▶ **Your objective**
In the account below, condense the paragraph beginning "That was the moment my nightmare started" into a short bulleted list that keeps its main facts.

▶ **Page extract**
⟨

NN’s Mae Azango on her time in hiding after reporting on FGC

Photo by Jake Naughton, The Pulitzer Center

One would never know how real or powerful fear is unless he or she experiences it. I lived with fear for over three weeks after I did a story on female genital cutting that was published on March 8, 2012.  I knew this story would attract attention because we published it on International Women’s Day.  I never knew it was going to result in death threats against me and my family, or force me into hiding.

The day before the story ran, two guests from the Pulitzer Center on Crisis Reporting arrived to visit me. They came along with me to do field reporting on maternal health in a rural place called Todee, about an hour or two from Monrovia, the capital of Liberia.

We spent the day with several trained traditional midwives and with health clinic volunteers, learning about their challenges.  At the clinic, for example, because there is no electricity they keep vaccines in a cooler – the kind of cooler my American colleagues knew from picnics.  There’s no running water, either, so they must fetch water, trying to keep enough on hand for a difficult birth.

At the end of a long day, we were sharing pleasantries with the people we interviewed when I received a call from my editor at FrontPage

Africa newspaper. She told me to leave the area as soon as possible.  People in Monrovia were angry about my story on female genital cutting, and my editor had received a threatening call saying I would be captured and dragged into the Sande bush where female circumcision is performed.

That was the moment my nightmare started.  I did not sleep in my own house that night, or the next nights. On the following day and for days to come, I started receiving open threats from people who had been to the Sande bush, including a tenant in my house. The traditional Zoe women (spiritual leaders) of the Sande bush went to my newspaper office to look for me, but did not find me there because that day was a holiday.

The most frightening moment was when some unknown traditional women came looking for my nine-year-old daughter when I was still in hiding and could not protect her. When my daughter’s nanny saw the strange women from the crack of the window, she said she immediately picked up my child and escaped through the back. When the nanny called me after the incident, I told her to take my child to safety outside the capital city.

⟩

▶ **Supplied information**
⟨

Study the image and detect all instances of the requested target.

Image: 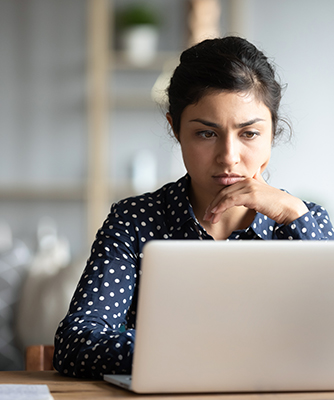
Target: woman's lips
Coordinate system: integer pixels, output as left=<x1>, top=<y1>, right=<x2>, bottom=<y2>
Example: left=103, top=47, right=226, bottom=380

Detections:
left=213, top=174, right=245, bottom=186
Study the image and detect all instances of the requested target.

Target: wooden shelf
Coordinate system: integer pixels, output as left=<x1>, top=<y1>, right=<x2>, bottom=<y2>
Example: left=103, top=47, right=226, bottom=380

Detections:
left=0, top=183, right=87, bottom=201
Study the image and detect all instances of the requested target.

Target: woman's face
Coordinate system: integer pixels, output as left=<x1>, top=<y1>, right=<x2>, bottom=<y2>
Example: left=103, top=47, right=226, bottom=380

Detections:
left=167, top=92, right=272, bottom=202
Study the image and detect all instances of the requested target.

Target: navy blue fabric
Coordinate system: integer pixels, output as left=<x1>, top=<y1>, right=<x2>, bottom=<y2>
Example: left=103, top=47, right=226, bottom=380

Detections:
left=54, top=175, right=334, bottom=378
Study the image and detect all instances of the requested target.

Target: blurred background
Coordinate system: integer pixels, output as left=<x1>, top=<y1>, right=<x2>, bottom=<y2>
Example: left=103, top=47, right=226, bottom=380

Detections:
left=0, top=0, right=334, bottom=369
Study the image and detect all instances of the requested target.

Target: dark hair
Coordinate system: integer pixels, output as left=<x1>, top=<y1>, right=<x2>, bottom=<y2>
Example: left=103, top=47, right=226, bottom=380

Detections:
left=167, top=36, right=283, bottom=138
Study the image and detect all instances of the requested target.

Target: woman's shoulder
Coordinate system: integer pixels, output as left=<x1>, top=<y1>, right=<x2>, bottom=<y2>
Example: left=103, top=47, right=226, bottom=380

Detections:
left=111, top=175, right=189, bottom=214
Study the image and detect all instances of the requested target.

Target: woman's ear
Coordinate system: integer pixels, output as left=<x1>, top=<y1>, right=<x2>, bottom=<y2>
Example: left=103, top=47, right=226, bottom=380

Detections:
left=166, top=112, right=179, bottom=141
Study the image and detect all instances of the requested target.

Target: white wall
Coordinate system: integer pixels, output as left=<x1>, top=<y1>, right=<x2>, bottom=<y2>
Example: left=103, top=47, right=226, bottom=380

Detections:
left=241, top=0, right=334, bottom=219
left=0, top=0, right=334, bottom=252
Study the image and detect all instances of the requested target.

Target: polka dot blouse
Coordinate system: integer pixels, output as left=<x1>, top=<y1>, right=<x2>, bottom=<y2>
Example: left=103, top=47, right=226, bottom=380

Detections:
left=54, top=175, right=333, bottom=378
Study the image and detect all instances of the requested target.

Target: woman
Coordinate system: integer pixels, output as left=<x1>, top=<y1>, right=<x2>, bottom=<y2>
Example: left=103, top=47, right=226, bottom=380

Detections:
left=54, top=37, right=333, bottom=378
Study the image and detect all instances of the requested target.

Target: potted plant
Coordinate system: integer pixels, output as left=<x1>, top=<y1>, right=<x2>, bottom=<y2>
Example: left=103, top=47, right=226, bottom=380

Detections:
left=117, top=2, right=159, bottom=66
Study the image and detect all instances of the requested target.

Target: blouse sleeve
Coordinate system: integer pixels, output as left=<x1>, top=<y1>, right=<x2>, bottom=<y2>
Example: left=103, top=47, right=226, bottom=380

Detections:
left=275, top=202, right=334, bottom=240
left=54, top=205, right=139, bottom=378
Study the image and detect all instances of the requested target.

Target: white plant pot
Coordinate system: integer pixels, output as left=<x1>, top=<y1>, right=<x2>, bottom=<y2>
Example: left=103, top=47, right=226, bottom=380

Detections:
left=123, top=25, right=159, bottom=67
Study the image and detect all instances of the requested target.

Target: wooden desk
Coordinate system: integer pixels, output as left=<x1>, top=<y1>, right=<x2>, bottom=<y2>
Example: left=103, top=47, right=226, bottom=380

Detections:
left=0, top=371, right=334, bottom=400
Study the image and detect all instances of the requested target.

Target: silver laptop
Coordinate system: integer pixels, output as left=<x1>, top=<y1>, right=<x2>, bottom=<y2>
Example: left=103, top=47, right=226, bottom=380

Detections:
left=104, top=240, right=334, bottom=393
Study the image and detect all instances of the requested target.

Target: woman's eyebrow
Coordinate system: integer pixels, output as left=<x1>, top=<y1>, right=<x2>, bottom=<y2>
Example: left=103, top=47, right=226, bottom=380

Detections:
left=189, top=118, right=221, bottom=128
left=236, top=118, right=265, bottom=128
left=189, top=118, right=265, bottom=129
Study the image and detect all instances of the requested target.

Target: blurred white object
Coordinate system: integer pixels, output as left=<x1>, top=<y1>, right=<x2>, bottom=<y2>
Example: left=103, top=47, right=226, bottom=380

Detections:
left=123, top=24, right=159, bottom=67
left=16, top=218, right=84, bottom=348
left=132, top=150, right=157, bottom=194
left=0, top=221, right=13, bottom=253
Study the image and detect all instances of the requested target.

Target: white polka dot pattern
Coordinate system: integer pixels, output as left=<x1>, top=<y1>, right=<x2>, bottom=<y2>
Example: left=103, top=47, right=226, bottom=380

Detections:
left=54, top=175, right=333, bottom=378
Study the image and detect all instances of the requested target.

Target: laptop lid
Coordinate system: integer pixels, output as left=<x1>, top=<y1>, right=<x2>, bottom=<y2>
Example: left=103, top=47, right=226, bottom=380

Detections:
left=108, top=240, right=334, bottom=393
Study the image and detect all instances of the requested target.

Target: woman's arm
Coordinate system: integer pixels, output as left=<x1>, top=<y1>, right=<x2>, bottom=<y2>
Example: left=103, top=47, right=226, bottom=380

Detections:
left=204, top=173, right=334, bottom=240
left=54, top=206, right=138, bottom=378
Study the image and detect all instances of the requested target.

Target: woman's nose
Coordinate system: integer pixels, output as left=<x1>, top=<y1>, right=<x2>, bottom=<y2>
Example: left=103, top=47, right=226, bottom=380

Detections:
left=217, top=138, right=240, bottom=166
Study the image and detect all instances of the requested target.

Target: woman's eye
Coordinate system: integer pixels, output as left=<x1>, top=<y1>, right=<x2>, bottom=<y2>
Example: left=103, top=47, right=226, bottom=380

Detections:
left=197, top=131, right=216, bottom=139
left=242, top=131, right=259, bottom=139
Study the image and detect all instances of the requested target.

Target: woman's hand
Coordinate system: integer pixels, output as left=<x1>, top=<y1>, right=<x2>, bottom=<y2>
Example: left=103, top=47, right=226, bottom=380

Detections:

⟩

▶ **Response to the task**
- The nightmare began at that moment.
- The writer did not sleep at home that night or on the nights after.
- From the next day on, the writer received open threats from people who had been to the Sande bush, including a tenant in the writer's house.
- The traditional Zoe women (spiritual leaders) of the Sande bush went to the newspaper office looking for the writer. They did not find the writer because that day was a holiday.